Task requirements -> When you reproduce the data, keep every word exactly as it stands and leave the pictures out.

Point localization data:
_____

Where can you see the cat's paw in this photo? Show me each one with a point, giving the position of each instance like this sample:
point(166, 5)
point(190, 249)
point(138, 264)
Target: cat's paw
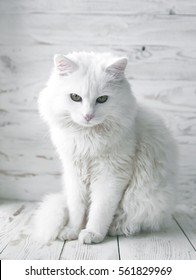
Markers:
point(68, 233)
point(87, 237)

_____

Exercise output ->
Where can you see the cat's paw in this photo? Show me each one with a point, giving the position of each instance like this sample:
point(166, 5)
point(190, 249)
point(138, 264)
Target: cat's paw
Markers:
point(68, 233)
point(87, 237)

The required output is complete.